§ **What to work on**: Up to and including the line that contains "box: [213, 156, 754, 296]", repeat the entries below exactly from the first line on. Do not carry over any pictures.

§ **Provided data**:

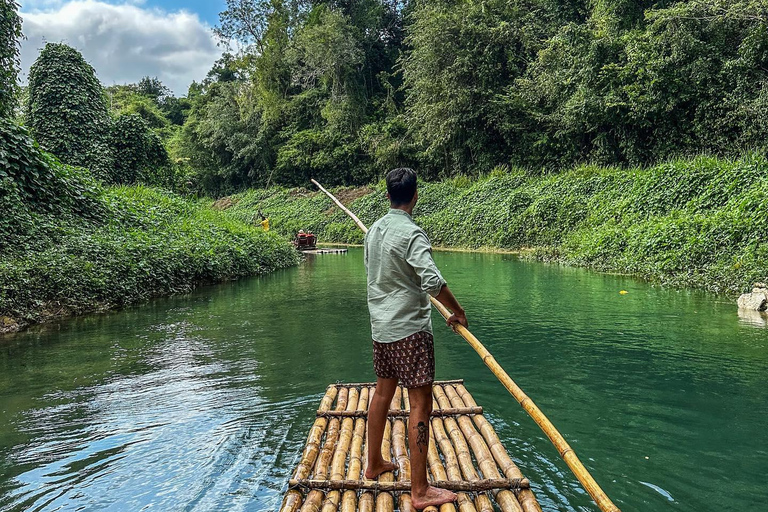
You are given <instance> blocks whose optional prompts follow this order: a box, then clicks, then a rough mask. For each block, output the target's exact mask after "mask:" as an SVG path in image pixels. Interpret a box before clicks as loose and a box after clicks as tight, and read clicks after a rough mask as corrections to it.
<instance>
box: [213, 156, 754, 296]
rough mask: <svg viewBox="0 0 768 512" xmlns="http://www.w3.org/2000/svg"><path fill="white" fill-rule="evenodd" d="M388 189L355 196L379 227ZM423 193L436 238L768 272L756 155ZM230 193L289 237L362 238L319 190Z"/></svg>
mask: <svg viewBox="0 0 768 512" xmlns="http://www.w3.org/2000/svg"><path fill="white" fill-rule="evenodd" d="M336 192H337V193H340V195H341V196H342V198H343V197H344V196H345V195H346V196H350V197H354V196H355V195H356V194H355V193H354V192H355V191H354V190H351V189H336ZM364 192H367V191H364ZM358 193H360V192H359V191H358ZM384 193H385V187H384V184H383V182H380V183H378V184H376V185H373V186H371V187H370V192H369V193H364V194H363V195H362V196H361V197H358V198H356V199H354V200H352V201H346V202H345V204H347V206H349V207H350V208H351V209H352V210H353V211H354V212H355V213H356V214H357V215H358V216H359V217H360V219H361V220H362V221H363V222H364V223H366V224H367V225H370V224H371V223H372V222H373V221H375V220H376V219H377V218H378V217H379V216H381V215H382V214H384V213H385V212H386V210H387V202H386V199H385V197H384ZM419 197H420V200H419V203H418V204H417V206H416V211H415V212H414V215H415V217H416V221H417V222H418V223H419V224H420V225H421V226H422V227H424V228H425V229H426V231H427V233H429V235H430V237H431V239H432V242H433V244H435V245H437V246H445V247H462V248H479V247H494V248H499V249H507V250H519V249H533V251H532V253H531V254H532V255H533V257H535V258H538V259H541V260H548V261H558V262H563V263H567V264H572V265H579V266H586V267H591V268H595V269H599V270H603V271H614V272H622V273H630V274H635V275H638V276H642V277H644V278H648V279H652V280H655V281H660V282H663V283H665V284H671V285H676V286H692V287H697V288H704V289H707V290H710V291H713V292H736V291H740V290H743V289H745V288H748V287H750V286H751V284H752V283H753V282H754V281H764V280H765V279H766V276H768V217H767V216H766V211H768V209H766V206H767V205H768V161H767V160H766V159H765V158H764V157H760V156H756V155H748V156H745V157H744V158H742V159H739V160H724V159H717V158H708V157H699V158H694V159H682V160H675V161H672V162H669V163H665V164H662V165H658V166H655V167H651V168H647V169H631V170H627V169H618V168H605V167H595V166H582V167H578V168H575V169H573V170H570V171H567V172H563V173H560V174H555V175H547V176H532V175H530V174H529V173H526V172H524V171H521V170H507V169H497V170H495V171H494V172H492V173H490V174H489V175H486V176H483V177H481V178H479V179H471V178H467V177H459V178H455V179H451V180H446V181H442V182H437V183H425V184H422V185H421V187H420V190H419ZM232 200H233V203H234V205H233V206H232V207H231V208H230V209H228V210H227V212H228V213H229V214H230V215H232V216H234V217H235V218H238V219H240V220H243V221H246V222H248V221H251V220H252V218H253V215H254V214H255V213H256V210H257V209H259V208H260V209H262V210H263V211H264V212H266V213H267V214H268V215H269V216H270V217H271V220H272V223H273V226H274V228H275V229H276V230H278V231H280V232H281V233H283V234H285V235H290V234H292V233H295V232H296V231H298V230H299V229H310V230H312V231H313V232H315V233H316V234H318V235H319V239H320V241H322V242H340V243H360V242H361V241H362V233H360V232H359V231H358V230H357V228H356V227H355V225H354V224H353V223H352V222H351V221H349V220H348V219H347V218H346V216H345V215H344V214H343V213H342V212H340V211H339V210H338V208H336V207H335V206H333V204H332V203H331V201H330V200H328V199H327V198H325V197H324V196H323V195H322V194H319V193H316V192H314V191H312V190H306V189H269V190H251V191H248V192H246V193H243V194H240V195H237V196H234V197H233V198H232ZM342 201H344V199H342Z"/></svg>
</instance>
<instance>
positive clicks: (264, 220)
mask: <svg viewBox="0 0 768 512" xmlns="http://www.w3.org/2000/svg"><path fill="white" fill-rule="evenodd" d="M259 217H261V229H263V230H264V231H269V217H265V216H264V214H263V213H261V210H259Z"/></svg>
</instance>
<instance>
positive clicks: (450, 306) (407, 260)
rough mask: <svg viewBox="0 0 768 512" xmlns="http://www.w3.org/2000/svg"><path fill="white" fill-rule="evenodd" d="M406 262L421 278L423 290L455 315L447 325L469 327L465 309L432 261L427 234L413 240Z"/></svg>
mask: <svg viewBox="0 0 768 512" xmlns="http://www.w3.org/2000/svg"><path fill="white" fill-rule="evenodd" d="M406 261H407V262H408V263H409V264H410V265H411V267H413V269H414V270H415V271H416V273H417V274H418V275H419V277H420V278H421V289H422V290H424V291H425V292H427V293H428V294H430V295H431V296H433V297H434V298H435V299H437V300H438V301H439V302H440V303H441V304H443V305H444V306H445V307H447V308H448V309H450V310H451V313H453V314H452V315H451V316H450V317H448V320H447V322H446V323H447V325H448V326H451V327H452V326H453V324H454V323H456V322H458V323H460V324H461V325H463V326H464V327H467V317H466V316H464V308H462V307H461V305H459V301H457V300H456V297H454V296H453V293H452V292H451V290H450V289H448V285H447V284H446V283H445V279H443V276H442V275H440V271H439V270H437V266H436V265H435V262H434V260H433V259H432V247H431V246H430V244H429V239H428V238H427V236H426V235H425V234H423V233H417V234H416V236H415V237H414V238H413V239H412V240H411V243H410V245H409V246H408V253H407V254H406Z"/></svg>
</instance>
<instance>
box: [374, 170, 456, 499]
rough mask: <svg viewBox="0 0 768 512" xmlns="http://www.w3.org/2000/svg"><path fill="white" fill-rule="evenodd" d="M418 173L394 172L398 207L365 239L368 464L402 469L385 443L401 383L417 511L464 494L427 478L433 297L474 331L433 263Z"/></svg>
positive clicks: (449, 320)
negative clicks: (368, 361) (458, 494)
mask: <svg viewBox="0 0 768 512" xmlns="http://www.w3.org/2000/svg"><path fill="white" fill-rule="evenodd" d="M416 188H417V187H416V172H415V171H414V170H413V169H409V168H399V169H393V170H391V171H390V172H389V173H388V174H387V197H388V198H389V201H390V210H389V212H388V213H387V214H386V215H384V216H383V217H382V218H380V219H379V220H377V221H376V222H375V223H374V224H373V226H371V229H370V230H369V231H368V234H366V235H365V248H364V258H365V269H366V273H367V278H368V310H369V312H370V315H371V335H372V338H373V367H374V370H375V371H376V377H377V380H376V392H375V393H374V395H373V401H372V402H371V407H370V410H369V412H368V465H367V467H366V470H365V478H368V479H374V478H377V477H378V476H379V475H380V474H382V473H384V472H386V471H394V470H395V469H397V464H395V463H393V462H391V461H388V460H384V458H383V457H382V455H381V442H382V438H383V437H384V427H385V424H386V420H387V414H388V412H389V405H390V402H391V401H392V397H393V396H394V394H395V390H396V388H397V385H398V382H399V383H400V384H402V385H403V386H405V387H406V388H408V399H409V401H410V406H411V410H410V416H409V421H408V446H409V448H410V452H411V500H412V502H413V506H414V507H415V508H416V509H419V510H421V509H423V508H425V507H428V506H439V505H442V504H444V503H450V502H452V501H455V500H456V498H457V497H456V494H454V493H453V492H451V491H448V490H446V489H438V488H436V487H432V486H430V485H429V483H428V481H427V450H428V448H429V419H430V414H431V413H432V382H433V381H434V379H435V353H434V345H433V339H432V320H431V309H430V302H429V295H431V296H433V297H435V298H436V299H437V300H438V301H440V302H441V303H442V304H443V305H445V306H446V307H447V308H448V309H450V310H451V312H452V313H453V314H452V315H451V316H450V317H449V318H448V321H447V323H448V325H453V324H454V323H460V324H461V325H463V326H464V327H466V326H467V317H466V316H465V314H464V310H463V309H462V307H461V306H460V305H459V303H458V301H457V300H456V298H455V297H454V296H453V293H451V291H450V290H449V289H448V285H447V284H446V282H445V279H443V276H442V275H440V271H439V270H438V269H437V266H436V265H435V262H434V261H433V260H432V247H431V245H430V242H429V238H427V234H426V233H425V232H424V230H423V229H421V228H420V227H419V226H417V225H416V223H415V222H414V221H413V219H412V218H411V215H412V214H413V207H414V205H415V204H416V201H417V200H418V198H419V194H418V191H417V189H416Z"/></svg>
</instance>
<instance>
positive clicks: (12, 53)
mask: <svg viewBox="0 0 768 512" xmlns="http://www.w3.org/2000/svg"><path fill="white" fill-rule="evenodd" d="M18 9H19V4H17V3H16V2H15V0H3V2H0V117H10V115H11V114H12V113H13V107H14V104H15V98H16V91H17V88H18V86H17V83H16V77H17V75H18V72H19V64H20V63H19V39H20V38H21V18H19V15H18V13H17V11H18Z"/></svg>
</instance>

§ **Solved exercise**:
You are given <instance> blocks whose optional prompts follow this order: a box, then clicks, then a rough mask. For each block, output the target's exact mask after "mask:" as an SVG path in image pixels. Interpret a box before clicks as loose and a box after clicks as tight, and read clicks after a rough mask as corrections to it.
<instance>
box: [213, 156, 754, 296]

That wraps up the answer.